(TASK DETAILS): Find the line in the entries below that contains "of the hooded". Repeat it exactly, and every line after it through the line that contains "of the crowd".

Segment Start: STUDY MATERIAL

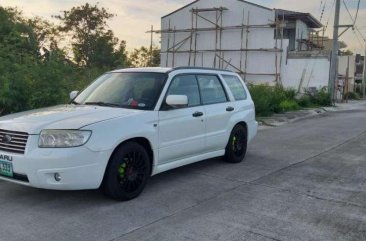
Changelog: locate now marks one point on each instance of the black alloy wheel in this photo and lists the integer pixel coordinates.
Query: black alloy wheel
(127, 172)
(237, 146)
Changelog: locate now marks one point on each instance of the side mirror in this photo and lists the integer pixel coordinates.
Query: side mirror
(177, 101)
(73, 94)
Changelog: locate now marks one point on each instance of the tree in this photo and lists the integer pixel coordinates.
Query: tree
(144, 57)
(94, 45)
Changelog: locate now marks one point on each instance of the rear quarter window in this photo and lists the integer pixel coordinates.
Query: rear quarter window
(236, 87)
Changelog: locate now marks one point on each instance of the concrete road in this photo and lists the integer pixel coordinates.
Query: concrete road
(302, 181)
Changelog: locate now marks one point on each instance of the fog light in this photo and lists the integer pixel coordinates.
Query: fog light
(57, 177)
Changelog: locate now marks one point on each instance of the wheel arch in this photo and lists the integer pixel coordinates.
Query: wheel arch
(143, 141)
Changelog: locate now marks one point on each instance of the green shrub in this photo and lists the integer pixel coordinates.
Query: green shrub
(269, 100)
(289, 105)
(261, 95)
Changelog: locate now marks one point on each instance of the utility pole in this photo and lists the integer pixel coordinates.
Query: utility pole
(364, 73)
(334, 60)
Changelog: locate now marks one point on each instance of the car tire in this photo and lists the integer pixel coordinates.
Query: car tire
(237, 146)
(127, 173)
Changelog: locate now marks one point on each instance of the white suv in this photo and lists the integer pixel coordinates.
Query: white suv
(127, 125)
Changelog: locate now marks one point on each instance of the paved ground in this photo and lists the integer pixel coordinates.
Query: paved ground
(302, 181)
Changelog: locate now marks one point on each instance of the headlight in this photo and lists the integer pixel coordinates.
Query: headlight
(63, 138)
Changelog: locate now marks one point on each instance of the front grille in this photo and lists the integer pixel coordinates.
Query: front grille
(17, 143)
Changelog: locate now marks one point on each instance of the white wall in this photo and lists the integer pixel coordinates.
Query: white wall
(302, 32)
(257, 61)
(314, 72)
(300, 73)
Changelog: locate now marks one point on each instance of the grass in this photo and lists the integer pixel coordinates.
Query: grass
(269, 100)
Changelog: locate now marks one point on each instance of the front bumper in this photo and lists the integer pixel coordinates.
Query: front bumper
(79, 167)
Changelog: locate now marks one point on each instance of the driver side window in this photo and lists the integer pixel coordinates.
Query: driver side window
(186, 85)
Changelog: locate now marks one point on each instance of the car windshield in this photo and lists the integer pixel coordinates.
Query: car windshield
(126, 90)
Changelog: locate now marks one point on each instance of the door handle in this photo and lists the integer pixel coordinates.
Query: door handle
(197, 114)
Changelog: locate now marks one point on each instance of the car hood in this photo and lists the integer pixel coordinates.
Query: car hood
(61, 117)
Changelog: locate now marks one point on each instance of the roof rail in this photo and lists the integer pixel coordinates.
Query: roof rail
(199, 68)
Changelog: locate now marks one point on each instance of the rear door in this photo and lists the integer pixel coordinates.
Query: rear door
(182, 131)
(218, 111)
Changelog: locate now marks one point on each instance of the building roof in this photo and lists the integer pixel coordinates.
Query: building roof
(307, 18)
(189, 4)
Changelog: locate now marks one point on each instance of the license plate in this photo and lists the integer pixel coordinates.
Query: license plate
(6, 169)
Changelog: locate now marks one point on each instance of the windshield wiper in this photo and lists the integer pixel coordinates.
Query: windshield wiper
(100, 103)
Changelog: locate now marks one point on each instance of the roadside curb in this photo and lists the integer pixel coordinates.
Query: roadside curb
(289, 117)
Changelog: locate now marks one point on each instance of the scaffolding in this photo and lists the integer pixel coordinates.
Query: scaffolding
(219, 60)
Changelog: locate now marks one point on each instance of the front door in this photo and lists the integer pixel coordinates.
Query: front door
(182, 131)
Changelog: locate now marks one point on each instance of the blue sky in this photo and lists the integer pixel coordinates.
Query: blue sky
(134, 17)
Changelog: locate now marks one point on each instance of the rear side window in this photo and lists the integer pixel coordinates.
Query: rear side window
(186, 85)
(236, 87)
(212, 91)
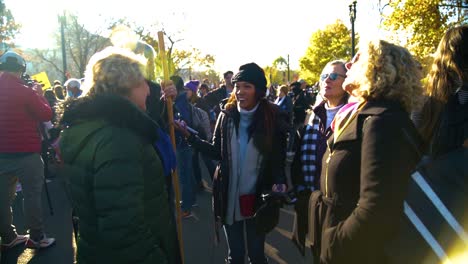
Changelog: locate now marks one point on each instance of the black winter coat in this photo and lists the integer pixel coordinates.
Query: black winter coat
(272, 171)
(363, 184)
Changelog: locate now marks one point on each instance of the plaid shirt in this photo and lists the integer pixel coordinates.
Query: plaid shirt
(309, 152)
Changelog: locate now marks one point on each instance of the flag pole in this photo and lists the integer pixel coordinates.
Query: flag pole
(170, 114)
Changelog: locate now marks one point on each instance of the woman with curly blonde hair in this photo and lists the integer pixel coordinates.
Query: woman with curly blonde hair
(369, 159)
(116, 177)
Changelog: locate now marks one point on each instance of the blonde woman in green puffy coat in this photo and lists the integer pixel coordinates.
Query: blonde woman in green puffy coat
(116, 178)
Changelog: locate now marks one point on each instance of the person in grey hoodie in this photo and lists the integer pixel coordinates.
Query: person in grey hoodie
(250, 143)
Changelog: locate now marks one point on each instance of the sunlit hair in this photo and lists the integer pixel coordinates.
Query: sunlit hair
(115, 71)
(449, 70)
(283, 88)
(386, 71)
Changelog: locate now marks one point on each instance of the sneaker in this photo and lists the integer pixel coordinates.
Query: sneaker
(45, 242)
(186, 214)
(19, 239)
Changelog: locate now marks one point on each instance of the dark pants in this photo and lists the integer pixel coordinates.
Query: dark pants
(236, 242)
(196, 165)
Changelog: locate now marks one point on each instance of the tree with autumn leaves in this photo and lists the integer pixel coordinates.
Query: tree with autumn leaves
(8, 27)
(420, 24)
(331, 43)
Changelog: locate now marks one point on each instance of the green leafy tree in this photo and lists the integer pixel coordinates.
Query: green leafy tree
(8, 27)
(331, 43)
(420, 24)
(80, 45)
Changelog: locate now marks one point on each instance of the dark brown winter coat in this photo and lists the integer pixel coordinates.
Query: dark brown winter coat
(363, 184)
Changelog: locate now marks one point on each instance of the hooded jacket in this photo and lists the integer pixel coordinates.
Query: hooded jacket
(116, 182)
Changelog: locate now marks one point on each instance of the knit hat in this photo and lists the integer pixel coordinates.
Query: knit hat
(192, 85)
(252, 73)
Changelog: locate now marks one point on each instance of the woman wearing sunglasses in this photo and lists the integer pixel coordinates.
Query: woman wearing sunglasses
(311, 141)
(369, 158)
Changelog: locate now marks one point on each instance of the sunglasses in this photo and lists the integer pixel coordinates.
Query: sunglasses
(333, 76)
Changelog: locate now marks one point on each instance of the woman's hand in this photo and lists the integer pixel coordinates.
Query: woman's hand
(181, 126)
(279, 188)
(168, 90)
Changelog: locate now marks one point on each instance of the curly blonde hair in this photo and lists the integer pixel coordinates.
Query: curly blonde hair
(388, 72)
(113, 70)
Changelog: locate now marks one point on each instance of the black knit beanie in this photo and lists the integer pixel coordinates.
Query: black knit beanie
(252, 73)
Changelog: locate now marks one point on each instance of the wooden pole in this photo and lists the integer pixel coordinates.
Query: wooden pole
(170, 114)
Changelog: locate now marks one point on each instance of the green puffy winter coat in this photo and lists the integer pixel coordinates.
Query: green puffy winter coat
(116, 183)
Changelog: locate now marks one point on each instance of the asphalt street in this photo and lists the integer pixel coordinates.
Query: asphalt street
(198, 234)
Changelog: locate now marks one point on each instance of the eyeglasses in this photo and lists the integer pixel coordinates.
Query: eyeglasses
(333, 76)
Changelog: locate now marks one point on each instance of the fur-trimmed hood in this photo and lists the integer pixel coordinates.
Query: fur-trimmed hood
(114, 109)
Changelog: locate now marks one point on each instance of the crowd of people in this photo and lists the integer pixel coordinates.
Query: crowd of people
(343, 156)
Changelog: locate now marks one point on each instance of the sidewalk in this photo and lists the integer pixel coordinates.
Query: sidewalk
(198, 235)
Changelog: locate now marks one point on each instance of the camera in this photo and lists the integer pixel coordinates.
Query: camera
(27, 80)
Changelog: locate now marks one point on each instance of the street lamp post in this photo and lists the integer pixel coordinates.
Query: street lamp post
(64, 54)
(352, 17)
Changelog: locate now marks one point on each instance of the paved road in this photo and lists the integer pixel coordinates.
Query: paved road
(198, 235)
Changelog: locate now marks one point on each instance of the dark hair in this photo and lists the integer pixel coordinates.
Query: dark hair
(263, 120)
(227, 73)
(178, 82)
(449, 71)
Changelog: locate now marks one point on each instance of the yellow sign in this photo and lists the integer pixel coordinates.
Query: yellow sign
(42, 79)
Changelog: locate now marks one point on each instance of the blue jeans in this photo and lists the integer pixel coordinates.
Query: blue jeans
(29, 170)
(255, 242)
(187, 181)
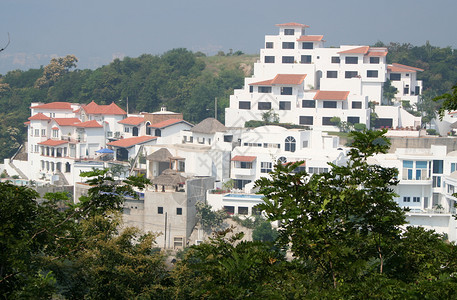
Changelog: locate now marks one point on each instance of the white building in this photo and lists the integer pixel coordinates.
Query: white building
(308, 84)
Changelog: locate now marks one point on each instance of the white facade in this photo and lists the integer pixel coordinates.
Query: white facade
(355, 75)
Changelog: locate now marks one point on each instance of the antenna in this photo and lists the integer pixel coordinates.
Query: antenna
(7, 43)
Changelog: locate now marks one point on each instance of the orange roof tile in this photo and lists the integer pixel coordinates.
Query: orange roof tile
(292, 24)
(244, 158)
(168, 122)
(54, 105)
(67, 121)
(89, 124)
(310, 38)
(293, 79)
(132, 121)
(129, 142)
(359, 50)
(39, 116)
(331, 95)
(94, 108)
(53, 142)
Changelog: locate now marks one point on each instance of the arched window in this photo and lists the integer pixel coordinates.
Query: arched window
(290, 144)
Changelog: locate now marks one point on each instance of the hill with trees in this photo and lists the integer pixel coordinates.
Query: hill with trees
(179, 79)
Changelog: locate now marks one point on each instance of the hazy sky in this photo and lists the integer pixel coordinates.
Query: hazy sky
(96, 31)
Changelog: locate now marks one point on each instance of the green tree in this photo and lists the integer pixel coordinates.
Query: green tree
(342, 220)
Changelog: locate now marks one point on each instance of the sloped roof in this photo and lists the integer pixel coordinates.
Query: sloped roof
(161, 155)
(358, 50)
(209, 125)
(293, 79)
(89, 124)
(67, 121)
(310, 38)
(111, 109)
(39, 116)
(54, 105)
(331, 95)
(53, 143)
(129, 142)
(243, 158)
(169, 122)
(399, 68)
(132, 121)
(292, 24)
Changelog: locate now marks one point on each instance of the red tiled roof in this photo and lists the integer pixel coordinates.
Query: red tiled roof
(67, 121)
(293, 79)
(94, 108)
(292, 24)
(39, 116)
(129, 142)
(359, 50)
(54, 105)
(403, 68)
(167, 123)
(244, 158)
(53, 142)
(132, 121)
(310, 38)
(331, 95)
(89, 124)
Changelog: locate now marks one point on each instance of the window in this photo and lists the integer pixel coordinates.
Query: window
(269, 59)
(372, 73)
(290, 144)
(286, 90)
(308, 103)
(326, 121)
(264, 105)
(374, 60)
(288, 45)
(395, 76)
(307, 45)
(353, 120)
(242, 210)
(284, 105)
(229, 209)
(244, 105)
(306, 120)
(265, 167)
(453, 166)
(351, 60)
(305, 59)
(357, 104)
(330, 104)
(264, 89)
(335, 60)
(288, 59)
(332, 74)
(350, 74)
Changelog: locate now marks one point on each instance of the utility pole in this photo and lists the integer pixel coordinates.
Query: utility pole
(215, 108)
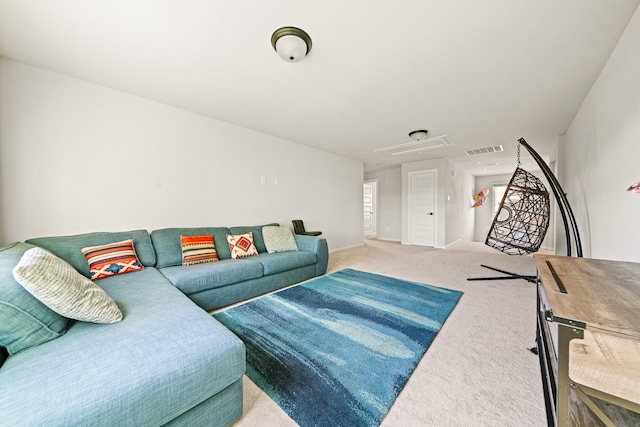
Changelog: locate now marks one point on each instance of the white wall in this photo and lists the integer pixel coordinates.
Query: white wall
(459, 214)
(602, 156)
(389, 203)
(79, 157)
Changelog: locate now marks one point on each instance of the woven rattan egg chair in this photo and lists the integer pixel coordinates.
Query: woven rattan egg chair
(522, 220)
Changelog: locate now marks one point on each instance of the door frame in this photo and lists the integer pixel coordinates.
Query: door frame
(435, 204)
(374, 205)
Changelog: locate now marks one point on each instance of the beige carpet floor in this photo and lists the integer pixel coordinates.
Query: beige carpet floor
(478, 371)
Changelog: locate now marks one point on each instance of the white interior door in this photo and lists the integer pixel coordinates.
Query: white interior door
(367, 207)
(422, 209)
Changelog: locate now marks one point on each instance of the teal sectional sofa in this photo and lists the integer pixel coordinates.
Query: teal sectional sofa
(168, 362)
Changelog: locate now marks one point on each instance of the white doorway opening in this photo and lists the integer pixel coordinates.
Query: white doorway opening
(369, 208)
(422, 207)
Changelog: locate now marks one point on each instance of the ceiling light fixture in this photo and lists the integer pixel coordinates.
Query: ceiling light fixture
(418, 135)
(291, 43)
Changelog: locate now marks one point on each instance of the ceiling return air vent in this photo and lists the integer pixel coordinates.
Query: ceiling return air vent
(417, 146)
(484, 150)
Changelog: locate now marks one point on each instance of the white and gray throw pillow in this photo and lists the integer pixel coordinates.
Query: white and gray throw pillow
(55, 283)
(278, 239)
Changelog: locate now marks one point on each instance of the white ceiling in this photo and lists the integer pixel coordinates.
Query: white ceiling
(483, 72)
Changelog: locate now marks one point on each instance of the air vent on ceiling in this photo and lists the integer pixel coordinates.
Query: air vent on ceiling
(484, 150)
(417, 146)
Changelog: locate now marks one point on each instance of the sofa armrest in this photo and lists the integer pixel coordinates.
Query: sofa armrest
(318, 245)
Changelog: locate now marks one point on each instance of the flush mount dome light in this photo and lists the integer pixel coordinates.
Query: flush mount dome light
(291, 43)
(418, 135)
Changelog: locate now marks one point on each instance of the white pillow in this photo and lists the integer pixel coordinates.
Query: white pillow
(56, 284)
(278, 239)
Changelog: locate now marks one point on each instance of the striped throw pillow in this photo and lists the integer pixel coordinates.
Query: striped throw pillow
(112, 259)
(198, 250)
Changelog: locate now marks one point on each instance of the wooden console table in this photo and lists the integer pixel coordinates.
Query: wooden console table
(588, 337)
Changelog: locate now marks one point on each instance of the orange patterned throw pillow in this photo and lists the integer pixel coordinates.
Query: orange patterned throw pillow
(241, 245)
(198, 250)
(112, 259)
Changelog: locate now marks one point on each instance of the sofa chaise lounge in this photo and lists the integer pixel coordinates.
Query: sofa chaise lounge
(168, 362)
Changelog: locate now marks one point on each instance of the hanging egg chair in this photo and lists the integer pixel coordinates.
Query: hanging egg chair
(522, 220)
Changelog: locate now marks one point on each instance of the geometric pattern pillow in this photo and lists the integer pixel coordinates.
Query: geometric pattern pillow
(198, 250)
(59, 286)
(241, 245)
(278, 239)
(111, 259)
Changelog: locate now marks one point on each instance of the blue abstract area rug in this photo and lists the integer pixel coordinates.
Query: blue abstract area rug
(337, 350)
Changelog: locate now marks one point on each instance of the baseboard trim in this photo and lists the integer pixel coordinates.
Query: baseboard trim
(345, 248)
(453, 243)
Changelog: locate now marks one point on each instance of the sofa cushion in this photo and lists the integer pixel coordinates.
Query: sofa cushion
(241, 245)
(278, 239)
(26, 322)
(69, 248)
(284, 261)
(112, 259)
(164, 358)
(201, 277)
(198, 250)
(166, 242)
(256, 231)
(61, 288)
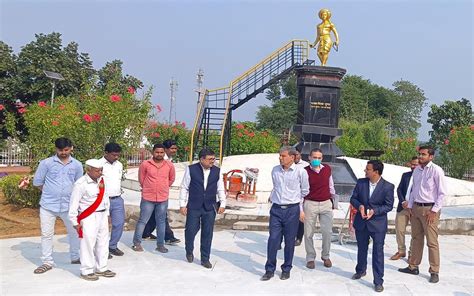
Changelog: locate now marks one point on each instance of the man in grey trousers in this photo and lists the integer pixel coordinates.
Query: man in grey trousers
(318, 205)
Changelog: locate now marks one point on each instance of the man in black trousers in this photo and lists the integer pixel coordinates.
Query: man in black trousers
(290, 186)
(170, 151)
(202, 182)
(403, 216)
(373, 197)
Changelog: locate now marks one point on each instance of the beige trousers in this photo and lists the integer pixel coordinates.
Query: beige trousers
(420, 229)
(401, 222)
(314, 211)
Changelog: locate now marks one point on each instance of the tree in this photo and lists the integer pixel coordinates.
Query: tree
(23, 82)
(457, 151)
(410, 102)
(111, 76)
(281, 115)
(444, 118)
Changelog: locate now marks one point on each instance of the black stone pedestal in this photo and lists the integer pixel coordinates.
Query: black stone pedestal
(319, 91)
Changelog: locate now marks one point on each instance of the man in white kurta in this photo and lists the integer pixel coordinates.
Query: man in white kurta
(95, 229)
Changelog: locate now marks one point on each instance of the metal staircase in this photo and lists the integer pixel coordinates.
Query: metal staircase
(214, 116)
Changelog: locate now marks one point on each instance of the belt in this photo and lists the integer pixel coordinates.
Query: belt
(429, 204)
(286, 206)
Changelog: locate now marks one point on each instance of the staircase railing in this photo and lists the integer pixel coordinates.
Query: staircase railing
(245, 87)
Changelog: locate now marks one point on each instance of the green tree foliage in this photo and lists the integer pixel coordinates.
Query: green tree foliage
(246, 139)
(281, 115)
(457, 151)
(22, 80)
(364, 101)
(157, 132)
(450, 115)
(371, 135)
(90, 121)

Segment End: STUDY MATERIAL

(TASK ANSWER):
Changelog: locate now marks one point on each instance of the hooded jacket in this photo and lists the integer pixel coordinates.
Query: hooded jacket
(116, 182)
Changelog: locate now marks one point on each instance of the knit hat in this photo and lists the integer pixel coordinates.
Query: knit hat
(192, 85)
(252, 73)
Changelog: locate now marks one point on each instance of the woman wearing sunglasses in this photo and lists the integer pixel coordinates.
Query: woman wearing sunglasses
(311, 141)
(369, 158)
Changelog: locate now marks one point on each instance of the sunglasses in this photo and lists the integer pixel coordinates.
Query: sunglasses
(333, 76)
Changelog: locate now marks one point on each instance of the woman's hand in this photo and lists the integer pixel coordinates.
Query: woman's hand
(181, 126)
(279, 188)
(168, 90)
Changelog: locate now marks one point on each instance of the curly blonde hair in this photo and lists the integer pixel coordinates.
Query: curly blonde hair
(388, 72)
(113, 70)
Changelog: locate now marks one point on each instance of the black knit beanie in this photo and lists the integer pixel coordinates.
Query: black knit beanie
(252, 73)
Changelog: locate now marks one point on each instance of the wooden pole in this photo and lists the integer pixel coordinates.
Query: wooden pole
(170, 114)
Changelog: locate now marks one point on each instance of the green puffy winter coat in this photo and lists the integer pixel coordinates.
Query: green puffy winter coat
(116, 183)
Changelog: locate now marks one point on each instance of the asphalt street in this photo and lists the integer pixel coordinates.
Query: asphalt street
(198, 234)
Changelog: locate now marks one point on each instance of the eyeglasses in this photo and lists the integer pixel coordinates.
Query: eyeglasses
(333, 76)
Changelog: locate now marks one point on each instance of the fur-trimmed hood in this photo and lists the integer pixel coordinates.
Query: fur-trimmed hood
(114, 109)
Changelog: locate now marks one point on each instance of the crowd of people in this photo and lists the integer pixel coordinates.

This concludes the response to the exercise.